_Extracted entries_:
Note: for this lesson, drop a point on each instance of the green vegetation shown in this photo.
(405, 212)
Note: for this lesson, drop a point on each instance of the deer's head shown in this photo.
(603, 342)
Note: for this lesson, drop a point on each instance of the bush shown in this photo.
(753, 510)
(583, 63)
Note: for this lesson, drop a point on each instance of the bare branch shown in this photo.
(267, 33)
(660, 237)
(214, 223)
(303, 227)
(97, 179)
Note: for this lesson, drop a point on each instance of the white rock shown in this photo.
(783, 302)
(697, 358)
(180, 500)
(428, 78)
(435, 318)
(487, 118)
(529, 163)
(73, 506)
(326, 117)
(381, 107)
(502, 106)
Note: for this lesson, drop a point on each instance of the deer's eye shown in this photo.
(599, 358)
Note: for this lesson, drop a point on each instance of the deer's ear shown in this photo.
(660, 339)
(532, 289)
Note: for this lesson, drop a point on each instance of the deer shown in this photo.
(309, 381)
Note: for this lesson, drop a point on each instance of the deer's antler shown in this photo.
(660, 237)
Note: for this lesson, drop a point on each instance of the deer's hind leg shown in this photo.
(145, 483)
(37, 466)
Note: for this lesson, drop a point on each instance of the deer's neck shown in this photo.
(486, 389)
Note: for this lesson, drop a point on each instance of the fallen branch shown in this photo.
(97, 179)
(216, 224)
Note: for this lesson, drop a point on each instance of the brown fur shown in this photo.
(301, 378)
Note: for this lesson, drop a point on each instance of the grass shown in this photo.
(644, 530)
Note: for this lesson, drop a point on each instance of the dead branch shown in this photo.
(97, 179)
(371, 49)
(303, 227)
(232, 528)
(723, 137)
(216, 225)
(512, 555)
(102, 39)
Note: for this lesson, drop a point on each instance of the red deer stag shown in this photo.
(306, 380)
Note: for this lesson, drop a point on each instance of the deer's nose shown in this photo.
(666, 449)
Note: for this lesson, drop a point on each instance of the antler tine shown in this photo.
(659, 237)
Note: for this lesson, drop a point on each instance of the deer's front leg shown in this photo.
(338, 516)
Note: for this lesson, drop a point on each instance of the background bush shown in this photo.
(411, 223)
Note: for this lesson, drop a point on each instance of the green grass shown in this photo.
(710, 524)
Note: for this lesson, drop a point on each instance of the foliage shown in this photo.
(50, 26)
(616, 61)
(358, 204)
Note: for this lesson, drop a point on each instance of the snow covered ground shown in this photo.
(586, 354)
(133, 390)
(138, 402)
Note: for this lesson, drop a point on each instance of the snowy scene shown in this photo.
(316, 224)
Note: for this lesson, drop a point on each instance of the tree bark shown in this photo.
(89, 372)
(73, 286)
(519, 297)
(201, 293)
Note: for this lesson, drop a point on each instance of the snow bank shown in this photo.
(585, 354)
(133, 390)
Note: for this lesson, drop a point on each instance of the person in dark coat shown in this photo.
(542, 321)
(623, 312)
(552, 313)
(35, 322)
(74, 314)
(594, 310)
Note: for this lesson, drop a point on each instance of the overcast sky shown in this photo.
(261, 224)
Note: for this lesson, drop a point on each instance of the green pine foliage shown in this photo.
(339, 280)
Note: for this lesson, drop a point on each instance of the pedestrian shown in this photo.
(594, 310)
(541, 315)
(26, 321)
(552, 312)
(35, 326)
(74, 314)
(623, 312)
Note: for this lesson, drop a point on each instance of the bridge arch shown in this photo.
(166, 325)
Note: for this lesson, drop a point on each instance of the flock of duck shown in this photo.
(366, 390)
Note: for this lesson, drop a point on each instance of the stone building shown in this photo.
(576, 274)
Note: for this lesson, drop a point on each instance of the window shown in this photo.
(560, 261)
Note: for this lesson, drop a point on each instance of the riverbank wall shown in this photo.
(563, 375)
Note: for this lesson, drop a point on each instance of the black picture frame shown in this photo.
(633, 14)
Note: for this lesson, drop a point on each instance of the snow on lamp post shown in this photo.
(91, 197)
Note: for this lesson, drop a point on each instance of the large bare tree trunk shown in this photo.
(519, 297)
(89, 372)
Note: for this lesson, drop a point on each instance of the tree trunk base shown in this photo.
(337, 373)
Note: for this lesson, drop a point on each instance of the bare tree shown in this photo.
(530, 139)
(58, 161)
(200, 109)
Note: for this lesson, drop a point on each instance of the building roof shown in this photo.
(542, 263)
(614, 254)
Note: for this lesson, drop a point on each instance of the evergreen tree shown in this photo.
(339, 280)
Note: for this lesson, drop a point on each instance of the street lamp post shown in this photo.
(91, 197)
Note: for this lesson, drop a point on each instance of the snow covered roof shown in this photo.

_Required action_: Up to and including the final line of the data above, please copy every line exactly, starting from the one that contains "building roof shown in this photo.".

_Result of this exercise_:
Note: for this lesson, drop a point on each instance of the building roof shown in this photo.
(542, 263)
(614, 254)
Note: for this lesson, drop a point on each instance of the evergreen tree shown in this photo.
(339, 280)
Note: for this lesson, drop a point on each instance of the street lamp post shown in this photo.
(91, 197)
Note: for this lesson, drop a point on each instance of the snow covered roof shown in this photo.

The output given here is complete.